■ THE TASK ■
Identify every line in the entries below that contains the word "cliff" and copy each of those lines.

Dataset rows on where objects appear
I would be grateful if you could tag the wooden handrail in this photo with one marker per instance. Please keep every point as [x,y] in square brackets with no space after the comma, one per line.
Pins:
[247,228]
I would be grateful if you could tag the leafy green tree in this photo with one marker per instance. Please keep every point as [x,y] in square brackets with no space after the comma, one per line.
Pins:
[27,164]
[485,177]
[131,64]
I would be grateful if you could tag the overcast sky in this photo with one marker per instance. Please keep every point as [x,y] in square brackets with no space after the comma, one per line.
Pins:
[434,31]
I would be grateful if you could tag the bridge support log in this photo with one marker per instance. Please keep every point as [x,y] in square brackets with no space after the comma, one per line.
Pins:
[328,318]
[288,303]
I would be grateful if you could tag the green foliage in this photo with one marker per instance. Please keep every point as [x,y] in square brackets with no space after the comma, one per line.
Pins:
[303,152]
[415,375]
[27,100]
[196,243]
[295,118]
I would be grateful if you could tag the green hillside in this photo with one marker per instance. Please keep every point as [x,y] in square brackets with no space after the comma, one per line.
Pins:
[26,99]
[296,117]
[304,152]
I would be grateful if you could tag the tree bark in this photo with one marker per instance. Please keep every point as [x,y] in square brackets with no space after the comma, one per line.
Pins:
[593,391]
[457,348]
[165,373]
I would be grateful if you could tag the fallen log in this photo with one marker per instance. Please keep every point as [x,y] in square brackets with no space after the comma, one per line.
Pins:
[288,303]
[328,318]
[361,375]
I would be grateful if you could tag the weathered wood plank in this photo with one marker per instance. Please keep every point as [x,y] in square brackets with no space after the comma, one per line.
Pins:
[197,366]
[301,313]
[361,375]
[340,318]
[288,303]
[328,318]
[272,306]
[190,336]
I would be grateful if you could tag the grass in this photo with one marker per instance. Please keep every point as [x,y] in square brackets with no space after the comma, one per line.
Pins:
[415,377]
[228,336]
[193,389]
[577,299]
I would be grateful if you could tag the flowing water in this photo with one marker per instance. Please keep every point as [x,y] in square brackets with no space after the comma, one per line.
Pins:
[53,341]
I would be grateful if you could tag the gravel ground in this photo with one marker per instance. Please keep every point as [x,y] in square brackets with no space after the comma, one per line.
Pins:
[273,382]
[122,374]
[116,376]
--
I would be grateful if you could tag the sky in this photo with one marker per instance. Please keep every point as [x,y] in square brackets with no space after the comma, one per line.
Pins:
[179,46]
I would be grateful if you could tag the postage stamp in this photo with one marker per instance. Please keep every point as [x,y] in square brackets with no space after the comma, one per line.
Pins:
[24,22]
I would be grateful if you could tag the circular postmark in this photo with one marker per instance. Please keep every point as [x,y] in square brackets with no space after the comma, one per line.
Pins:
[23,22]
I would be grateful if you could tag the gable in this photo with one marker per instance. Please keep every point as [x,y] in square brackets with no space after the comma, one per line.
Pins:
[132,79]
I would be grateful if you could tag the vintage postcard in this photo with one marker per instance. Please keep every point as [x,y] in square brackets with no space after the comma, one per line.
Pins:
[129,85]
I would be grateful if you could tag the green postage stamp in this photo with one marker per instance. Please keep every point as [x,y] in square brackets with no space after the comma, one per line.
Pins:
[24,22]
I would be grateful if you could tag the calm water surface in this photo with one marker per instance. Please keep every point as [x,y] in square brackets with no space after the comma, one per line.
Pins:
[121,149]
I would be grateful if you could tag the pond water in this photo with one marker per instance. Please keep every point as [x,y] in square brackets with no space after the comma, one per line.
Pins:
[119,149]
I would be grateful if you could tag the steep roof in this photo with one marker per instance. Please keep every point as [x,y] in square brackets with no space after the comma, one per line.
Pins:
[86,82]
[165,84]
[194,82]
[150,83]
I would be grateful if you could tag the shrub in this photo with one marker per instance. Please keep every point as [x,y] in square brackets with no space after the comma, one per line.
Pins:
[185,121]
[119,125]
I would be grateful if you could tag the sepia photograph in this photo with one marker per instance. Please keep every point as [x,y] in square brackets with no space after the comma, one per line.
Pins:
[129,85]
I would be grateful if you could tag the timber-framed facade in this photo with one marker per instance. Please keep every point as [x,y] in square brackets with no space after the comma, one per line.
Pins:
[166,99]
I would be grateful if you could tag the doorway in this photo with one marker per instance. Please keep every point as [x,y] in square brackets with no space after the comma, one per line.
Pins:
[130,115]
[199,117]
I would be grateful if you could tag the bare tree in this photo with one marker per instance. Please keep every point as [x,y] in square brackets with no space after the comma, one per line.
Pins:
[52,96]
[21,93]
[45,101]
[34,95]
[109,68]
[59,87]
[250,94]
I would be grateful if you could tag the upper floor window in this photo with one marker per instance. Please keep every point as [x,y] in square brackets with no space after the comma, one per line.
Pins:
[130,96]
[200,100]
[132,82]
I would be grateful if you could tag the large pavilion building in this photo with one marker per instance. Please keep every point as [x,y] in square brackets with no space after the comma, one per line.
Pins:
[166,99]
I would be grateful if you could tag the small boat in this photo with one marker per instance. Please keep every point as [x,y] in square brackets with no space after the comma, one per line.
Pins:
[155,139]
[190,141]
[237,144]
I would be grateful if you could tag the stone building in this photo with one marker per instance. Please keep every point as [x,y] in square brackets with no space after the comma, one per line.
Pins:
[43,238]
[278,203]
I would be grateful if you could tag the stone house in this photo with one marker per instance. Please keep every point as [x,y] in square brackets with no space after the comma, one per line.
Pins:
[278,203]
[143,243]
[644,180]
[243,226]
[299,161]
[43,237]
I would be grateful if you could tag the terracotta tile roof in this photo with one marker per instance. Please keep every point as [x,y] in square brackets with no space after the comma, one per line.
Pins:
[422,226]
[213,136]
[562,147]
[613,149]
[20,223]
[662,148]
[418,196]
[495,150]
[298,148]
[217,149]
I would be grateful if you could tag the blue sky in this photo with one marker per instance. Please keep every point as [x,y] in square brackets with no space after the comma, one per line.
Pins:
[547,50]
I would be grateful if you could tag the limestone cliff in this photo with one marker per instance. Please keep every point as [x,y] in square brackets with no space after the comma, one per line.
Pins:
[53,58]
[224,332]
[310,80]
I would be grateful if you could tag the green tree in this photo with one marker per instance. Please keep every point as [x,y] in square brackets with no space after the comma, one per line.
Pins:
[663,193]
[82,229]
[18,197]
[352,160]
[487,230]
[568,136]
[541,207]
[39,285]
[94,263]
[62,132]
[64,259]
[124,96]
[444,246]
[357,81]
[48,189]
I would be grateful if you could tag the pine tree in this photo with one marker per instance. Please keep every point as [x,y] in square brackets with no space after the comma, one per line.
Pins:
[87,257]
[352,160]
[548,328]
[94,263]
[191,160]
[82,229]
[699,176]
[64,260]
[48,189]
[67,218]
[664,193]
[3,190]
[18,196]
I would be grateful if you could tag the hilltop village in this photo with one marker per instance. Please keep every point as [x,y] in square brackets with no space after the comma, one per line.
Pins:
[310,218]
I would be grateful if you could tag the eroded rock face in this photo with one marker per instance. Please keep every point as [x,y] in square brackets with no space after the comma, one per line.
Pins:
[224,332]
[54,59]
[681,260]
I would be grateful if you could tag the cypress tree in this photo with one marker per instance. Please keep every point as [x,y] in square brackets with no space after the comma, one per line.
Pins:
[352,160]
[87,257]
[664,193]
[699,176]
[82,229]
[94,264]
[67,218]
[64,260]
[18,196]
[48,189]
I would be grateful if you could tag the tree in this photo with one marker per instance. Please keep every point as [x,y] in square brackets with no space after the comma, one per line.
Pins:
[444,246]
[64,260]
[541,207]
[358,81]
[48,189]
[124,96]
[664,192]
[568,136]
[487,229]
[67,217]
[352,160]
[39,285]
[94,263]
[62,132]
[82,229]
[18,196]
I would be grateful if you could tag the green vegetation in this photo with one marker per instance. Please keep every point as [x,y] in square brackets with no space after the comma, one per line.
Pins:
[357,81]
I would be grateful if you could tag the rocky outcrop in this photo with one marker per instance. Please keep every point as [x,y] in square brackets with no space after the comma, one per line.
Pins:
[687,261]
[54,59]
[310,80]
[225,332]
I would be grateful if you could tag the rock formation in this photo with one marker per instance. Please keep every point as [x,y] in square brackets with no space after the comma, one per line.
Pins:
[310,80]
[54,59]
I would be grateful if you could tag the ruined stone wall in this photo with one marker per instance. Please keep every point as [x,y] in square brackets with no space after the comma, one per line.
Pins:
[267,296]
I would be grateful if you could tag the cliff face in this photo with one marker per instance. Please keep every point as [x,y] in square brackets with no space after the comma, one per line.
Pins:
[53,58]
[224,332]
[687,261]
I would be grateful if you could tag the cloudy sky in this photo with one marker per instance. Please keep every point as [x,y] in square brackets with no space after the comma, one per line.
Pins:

■ RESULT OF THIS EXERCISE ■
I would be grateful if you could tag the limestone cliff in this photo with one marker per instance. Please keep every point as [x,y] in square brackets with no space after the comma, one per line.
I would be grateful if you could tag the cliff face in this photo with one marker per instance. Please keep every point as [x,y] in square brackets with no space after the comma, one per line.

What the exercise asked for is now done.